What you are asked to do: Would you write out the material below word for word, from the line that contains "Mark every instance of the riverbank" through the line that contains "x=949 y=313", including both of those lines?

━━━━━━━━

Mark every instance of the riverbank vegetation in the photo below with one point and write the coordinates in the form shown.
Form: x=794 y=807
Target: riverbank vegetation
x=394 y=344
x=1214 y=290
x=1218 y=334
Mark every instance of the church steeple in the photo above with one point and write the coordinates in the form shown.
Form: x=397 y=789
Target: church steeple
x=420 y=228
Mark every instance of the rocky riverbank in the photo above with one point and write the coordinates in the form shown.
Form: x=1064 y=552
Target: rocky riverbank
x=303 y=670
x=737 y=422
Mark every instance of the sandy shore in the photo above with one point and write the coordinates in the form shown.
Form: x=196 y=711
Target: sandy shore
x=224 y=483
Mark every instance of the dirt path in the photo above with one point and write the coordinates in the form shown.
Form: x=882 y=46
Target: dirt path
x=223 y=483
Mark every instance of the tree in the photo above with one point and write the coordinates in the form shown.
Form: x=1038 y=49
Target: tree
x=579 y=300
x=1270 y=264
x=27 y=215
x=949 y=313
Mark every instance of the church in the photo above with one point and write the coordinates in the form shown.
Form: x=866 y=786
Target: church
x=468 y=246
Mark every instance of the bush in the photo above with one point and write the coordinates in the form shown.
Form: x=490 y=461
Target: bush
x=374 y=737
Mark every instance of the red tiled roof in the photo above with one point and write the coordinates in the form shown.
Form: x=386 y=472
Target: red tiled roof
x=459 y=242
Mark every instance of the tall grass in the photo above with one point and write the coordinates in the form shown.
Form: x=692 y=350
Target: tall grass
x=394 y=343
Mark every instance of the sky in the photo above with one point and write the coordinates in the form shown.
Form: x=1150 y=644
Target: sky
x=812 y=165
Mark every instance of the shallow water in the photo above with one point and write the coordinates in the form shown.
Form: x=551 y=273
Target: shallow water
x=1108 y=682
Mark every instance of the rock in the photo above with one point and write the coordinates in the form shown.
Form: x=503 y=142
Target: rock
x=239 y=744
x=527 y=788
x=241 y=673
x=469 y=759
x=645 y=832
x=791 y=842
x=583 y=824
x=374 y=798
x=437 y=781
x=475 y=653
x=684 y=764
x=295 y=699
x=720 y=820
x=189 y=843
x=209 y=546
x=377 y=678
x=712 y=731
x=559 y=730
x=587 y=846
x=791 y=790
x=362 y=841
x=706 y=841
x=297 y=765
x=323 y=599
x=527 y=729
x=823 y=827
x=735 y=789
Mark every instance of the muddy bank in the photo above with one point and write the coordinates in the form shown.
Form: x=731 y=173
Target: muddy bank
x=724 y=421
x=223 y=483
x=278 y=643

━━━━━━━━

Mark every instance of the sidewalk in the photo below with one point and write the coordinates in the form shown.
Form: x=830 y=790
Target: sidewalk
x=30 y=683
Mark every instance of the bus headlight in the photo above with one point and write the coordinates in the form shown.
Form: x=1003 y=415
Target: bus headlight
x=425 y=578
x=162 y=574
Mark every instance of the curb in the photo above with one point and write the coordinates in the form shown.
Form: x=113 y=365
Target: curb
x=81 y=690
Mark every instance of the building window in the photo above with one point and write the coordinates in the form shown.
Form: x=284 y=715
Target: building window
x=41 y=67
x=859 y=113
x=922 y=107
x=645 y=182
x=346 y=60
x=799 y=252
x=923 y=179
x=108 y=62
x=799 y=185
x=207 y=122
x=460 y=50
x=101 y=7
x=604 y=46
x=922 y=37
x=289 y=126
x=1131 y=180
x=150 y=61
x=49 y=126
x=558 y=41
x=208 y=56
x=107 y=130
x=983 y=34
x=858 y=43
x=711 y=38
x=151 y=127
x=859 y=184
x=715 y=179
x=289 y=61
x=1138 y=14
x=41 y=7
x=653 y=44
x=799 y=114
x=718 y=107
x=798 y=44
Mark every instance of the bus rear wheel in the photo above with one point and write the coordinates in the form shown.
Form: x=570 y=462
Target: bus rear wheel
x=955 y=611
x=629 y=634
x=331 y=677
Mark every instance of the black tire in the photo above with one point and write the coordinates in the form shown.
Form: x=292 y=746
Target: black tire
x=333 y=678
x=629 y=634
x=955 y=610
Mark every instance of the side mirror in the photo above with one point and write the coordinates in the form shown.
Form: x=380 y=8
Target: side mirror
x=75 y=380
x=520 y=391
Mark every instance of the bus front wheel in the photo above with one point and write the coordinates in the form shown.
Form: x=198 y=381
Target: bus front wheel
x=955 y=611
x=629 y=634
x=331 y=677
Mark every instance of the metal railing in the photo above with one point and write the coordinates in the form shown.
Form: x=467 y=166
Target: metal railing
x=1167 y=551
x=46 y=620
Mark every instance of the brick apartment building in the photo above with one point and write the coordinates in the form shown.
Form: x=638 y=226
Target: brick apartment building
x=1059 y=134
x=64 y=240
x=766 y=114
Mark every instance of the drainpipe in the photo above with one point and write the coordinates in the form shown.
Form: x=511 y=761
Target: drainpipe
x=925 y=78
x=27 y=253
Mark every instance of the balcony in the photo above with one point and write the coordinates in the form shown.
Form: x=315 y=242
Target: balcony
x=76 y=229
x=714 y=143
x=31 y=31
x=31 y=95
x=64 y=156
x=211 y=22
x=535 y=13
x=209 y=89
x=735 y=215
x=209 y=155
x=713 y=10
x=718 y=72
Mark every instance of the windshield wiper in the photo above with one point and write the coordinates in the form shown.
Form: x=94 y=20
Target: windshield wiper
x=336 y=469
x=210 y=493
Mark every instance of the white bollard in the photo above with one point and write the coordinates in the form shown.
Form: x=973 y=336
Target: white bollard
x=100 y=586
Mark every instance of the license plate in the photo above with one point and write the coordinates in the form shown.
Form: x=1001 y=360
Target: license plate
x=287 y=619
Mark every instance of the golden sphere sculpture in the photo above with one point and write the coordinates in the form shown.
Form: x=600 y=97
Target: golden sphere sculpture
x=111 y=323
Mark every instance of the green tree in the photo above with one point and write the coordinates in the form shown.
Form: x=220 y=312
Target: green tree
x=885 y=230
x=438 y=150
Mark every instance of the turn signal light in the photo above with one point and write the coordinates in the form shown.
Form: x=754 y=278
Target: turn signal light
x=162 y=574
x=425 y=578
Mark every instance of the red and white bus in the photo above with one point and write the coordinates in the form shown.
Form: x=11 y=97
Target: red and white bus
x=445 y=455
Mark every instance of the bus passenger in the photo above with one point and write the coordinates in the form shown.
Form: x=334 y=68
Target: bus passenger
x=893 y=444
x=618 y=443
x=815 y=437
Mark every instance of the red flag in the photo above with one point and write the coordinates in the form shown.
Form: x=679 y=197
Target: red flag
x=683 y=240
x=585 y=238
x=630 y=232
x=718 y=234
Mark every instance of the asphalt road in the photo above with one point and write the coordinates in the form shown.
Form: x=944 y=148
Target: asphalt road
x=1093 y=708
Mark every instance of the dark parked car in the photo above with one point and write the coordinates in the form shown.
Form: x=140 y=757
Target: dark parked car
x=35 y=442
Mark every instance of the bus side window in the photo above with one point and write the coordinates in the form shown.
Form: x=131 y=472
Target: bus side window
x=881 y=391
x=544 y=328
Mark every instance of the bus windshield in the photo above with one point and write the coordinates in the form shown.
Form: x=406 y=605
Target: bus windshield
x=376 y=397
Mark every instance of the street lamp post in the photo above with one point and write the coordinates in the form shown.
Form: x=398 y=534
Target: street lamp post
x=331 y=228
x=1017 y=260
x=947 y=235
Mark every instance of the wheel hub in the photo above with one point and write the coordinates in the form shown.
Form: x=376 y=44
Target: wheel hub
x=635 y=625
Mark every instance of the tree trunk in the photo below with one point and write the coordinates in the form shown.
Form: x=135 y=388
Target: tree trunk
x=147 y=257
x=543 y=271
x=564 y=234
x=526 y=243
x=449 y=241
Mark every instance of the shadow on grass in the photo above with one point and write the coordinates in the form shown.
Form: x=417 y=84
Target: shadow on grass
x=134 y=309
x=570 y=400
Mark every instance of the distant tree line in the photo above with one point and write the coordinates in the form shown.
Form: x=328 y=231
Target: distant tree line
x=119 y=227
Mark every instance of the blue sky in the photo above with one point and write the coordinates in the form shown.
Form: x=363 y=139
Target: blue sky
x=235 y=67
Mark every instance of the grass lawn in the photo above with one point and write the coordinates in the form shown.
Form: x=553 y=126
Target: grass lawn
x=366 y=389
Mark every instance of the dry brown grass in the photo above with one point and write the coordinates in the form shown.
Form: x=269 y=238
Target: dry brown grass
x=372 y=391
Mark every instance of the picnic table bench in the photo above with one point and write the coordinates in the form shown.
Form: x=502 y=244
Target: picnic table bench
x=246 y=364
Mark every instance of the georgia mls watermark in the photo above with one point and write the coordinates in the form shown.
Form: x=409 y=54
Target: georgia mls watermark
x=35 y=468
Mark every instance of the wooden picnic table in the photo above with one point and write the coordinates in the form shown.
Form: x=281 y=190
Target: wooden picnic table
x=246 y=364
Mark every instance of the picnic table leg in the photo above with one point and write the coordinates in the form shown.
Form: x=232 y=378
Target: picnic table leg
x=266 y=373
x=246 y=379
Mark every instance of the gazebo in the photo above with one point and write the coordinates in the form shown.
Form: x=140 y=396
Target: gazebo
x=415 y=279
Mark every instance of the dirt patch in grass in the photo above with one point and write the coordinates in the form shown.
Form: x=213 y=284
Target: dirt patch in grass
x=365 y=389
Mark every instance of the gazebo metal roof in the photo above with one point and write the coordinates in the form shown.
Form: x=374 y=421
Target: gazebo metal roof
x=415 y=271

━━━━━━━━

Full solution:
Mark every instance of the riverbank vegetation in the photo below with one point and write the coordinates in the form shown.
Form: x=794 y=807
Target: riverbank vegetation
x=394 y=344
x=1214 y=290
x=1218 y=334
Mark every instance of the church steeple in the photo above with one point and write the coordinates in the form shown.
Form: x=397 y=789
Target: church steeple
x=420 y=228
Mark every instance of the rocky riverbank in the photo above with one point and write the coordinates in the form shown.
Form: x=1064 y=552
Target: rocky riverbank
x=303 y=670
x=737 y=422
Mark every instance of the sandy shore in the photo above with one point and write the coordinates in the form shown.
Form: x=196 y=711
Target: sandy shore
x=224 y=483
Mark every instance of the dirt path in the photo above with one point and write the coordinates in the form shown.
Form: x=882 y=46
Target: dirt path
x=223 y=483
Mark every instance of the tree in the photo above with one point and write the coordinates in the form shown.
Form: x=1038 y=49
Target: tree
x=579 y=300
x=1270 y=264
x=27 y=215
x=949 y=313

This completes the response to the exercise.